Short task 1 - In the article below about the Mercedes-Benz CLS 350 CGI, what is the car's electronically limited top speed?

Source excerpt -
-=-=-

Mercedes has announced today that they will be adding a new member to the CLS family, dubbed the Mercedes-Benz CLS 350 CGI.

The CLS 350 CGI, or Stratified-Charged Gasoline Injection if you're not the acronym-inclined type, is the world's first vehicle sporting a petrol engine to feature piezoelectric direct injection and spray-guided combustion.  Or in plain English, the CLS has more power than a conventional CLS 350, all while consuming less fuel.  Sound too good be to true?  Read on my skeptics.

First up are the specs. The Mercedes CLS 350 CGI is powered by a 215 kW/292 hp six-cylinder engine, producing a torque rating of 365 Newton metres at 3000-5100 rpm.  That's an increase of 20 horsepower over the conventional-injection V6 and four percent more torque.  In terms of on-road performance, the CLS 350 CGI accelerates from 0-60 in 6.7 seconds, and can reach an electronically limited top speed of 155 mph. 

But as promised, despite the impressive numbers, the newest CLS also features improved fuel economy.  According to the press release, owners can expect to see approximately 9.1 - 9.3 liters per 100 kilometers, which gives the four-door coupe a range of about 807 kilometers on one tank filling (80 Liters).  For my American readers, that comes out to about 25 mpg, an increase in fuel economy of up to 15% over the standard CLS 350.

This all sounds great, but you're probably wondering how the new injection system works. Fear not my faithful readers, here's a small sample from taken the press release that should give you some idea of what's going on under the hood:  "The main advantage of the CGI engine lies in the stratified operating mode from which it takes its name. During this mode the engine is run with high excess air and thus excellent fuel efficiency. Now, thanks to multiple injection, it is for the first time possible to extend this lean-burn operating mode to higher rpm and load ranges too. During each compression stroke, a series of injections takes place, spaced just fractions of a second apart. This has the effect of significantly improving mixture formation, combustion and fuel consumption. While stratified charge operation was previously only possible in the low part-load range, the new Mercedes direct-injection engine can still operate in this lean-burn stratified mode at speeds in excess of 120 km/h."

-=-=-

Short task 2 - Show each line of the rows below that contains the word "corrugated".

-=-=-

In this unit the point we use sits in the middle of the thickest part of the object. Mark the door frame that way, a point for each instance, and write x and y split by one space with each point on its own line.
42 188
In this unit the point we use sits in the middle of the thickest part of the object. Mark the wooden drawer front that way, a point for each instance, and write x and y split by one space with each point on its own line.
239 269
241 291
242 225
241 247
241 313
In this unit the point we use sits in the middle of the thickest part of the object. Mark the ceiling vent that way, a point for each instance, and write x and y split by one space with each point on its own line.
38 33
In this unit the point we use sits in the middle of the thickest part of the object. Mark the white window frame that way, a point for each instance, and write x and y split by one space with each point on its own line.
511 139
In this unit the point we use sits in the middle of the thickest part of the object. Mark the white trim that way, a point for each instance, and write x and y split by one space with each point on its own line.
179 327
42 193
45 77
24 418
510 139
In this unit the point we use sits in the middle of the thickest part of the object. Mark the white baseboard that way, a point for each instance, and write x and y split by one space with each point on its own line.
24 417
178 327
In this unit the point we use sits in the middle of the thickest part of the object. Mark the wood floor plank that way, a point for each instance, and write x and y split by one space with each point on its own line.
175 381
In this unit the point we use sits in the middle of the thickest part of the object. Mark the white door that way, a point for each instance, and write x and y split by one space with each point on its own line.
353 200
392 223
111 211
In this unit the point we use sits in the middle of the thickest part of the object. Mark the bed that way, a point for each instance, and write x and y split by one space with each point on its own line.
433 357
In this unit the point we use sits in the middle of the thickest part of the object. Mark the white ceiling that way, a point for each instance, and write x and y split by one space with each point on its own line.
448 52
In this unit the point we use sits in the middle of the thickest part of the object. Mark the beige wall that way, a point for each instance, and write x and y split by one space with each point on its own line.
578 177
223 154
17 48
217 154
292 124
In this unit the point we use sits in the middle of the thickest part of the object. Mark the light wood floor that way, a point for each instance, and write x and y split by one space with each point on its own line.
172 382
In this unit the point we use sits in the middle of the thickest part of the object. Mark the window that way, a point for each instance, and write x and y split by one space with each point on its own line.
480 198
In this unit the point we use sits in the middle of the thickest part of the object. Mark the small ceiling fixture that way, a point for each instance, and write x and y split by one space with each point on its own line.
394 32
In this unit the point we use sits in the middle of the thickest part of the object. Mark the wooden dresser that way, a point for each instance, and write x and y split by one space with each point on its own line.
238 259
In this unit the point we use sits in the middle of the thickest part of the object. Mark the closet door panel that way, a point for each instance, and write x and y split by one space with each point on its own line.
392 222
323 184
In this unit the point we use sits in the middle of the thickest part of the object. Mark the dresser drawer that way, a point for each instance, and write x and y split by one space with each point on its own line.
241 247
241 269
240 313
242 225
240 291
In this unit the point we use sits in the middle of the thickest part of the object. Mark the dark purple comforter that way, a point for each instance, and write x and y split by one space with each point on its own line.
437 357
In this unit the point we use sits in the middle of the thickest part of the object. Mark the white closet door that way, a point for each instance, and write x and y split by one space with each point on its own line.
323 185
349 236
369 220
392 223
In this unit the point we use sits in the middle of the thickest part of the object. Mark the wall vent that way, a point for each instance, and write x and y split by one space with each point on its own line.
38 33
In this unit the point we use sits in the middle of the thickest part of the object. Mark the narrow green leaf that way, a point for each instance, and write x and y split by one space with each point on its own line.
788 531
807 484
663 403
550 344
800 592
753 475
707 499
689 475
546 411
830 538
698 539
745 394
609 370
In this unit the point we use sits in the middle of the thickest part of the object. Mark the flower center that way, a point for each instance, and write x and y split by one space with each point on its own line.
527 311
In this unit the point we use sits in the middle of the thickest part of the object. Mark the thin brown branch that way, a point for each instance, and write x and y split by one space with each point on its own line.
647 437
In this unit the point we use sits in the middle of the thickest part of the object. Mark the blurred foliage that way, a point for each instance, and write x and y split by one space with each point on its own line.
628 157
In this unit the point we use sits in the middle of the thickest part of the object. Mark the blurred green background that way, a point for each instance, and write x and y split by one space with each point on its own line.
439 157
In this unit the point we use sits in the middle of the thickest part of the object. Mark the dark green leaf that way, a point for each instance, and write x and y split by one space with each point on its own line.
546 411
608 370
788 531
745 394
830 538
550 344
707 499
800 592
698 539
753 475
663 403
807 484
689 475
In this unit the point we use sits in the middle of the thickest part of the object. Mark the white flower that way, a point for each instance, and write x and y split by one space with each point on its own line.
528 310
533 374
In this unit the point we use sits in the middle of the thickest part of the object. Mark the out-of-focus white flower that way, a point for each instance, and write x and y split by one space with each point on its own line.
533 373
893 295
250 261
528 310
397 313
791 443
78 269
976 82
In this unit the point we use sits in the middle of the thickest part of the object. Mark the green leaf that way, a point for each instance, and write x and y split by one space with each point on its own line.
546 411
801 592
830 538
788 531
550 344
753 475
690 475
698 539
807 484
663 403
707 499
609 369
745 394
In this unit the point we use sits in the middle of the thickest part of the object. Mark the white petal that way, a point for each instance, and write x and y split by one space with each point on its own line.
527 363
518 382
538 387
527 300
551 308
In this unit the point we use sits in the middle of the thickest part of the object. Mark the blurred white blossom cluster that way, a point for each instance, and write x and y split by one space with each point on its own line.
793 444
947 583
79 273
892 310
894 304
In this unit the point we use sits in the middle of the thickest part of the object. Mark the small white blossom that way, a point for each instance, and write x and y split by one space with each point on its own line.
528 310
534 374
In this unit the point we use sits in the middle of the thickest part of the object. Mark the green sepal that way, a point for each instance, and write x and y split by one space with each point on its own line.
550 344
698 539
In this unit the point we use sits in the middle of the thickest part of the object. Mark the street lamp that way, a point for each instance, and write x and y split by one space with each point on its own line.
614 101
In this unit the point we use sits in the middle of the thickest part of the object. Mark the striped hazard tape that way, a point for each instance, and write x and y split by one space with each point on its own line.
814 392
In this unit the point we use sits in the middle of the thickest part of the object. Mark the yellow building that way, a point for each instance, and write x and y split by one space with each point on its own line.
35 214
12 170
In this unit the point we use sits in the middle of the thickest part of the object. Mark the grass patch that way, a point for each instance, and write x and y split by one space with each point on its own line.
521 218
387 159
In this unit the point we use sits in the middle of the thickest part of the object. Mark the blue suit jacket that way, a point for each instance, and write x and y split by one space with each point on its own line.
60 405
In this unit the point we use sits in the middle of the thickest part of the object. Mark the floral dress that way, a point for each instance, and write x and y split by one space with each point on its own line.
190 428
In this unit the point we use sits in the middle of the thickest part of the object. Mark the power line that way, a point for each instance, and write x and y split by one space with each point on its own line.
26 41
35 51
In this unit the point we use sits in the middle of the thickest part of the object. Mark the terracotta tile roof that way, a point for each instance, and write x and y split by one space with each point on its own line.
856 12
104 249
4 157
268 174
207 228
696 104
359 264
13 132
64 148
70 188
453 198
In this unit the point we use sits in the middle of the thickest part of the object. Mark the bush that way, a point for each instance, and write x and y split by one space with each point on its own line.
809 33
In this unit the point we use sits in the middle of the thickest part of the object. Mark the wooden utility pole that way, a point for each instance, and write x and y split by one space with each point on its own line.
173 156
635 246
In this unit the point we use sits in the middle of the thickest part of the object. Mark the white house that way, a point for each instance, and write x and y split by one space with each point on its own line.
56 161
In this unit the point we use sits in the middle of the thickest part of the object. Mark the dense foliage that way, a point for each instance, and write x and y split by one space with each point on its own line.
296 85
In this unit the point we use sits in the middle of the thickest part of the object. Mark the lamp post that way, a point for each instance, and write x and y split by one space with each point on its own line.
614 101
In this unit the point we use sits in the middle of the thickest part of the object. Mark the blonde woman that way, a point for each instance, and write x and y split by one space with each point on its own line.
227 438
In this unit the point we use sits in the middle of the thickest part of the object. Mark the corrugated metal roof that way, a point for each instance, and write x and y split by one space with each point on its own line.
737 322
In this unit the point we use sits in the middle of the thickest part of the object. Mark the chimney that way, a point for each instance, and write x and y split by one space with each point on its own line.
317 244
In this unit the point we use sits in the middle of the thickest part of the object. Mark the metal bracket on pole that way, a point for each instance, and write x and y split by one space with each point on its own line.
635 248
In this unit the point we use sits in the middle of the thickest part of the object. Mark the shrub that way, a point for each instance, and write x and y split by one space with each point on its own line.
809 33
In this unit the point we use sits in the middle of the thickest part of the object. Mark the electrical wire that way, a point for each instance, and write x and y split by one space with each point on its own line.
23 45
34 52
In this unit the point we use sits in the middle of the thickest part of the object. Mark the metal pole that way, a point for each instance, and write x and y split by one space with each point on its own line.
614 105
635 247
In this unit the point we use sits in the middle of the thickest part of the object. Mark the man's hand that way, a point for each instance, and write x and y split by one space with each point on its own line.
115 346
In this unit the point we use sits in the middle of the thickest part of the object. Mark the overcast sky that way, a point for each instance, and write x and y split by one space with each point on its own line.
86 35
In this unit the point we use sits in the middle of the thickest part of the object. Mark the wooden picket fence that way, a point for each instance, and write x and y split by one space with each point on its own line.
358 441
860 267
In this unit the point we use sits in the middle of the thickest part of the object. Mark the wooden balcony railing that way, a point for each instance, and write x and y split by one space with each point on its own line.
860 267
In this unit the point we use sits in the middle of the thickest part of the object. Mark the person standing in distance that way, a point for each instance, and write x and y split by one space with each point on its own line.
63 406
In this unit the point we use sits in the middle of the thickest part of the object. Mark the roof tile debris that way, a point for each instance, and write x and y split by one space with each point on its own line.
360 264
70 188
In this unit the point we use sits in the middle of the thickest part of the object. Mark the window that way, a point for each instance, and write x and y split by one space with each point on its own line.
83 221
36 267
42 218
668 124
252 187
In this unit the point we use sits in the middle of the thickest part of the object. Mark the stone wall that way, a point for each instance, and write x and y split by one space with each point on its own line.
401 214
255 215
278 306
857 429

-=-=-

Exercise solution 1 - 155 mph

Exercise solution 2 -
In this unit the point we use sits in the middle of the thickest part of the object. Mark the corrugated metal roof that way, a point for each instance, and write x and y split by one space with each point on its own line.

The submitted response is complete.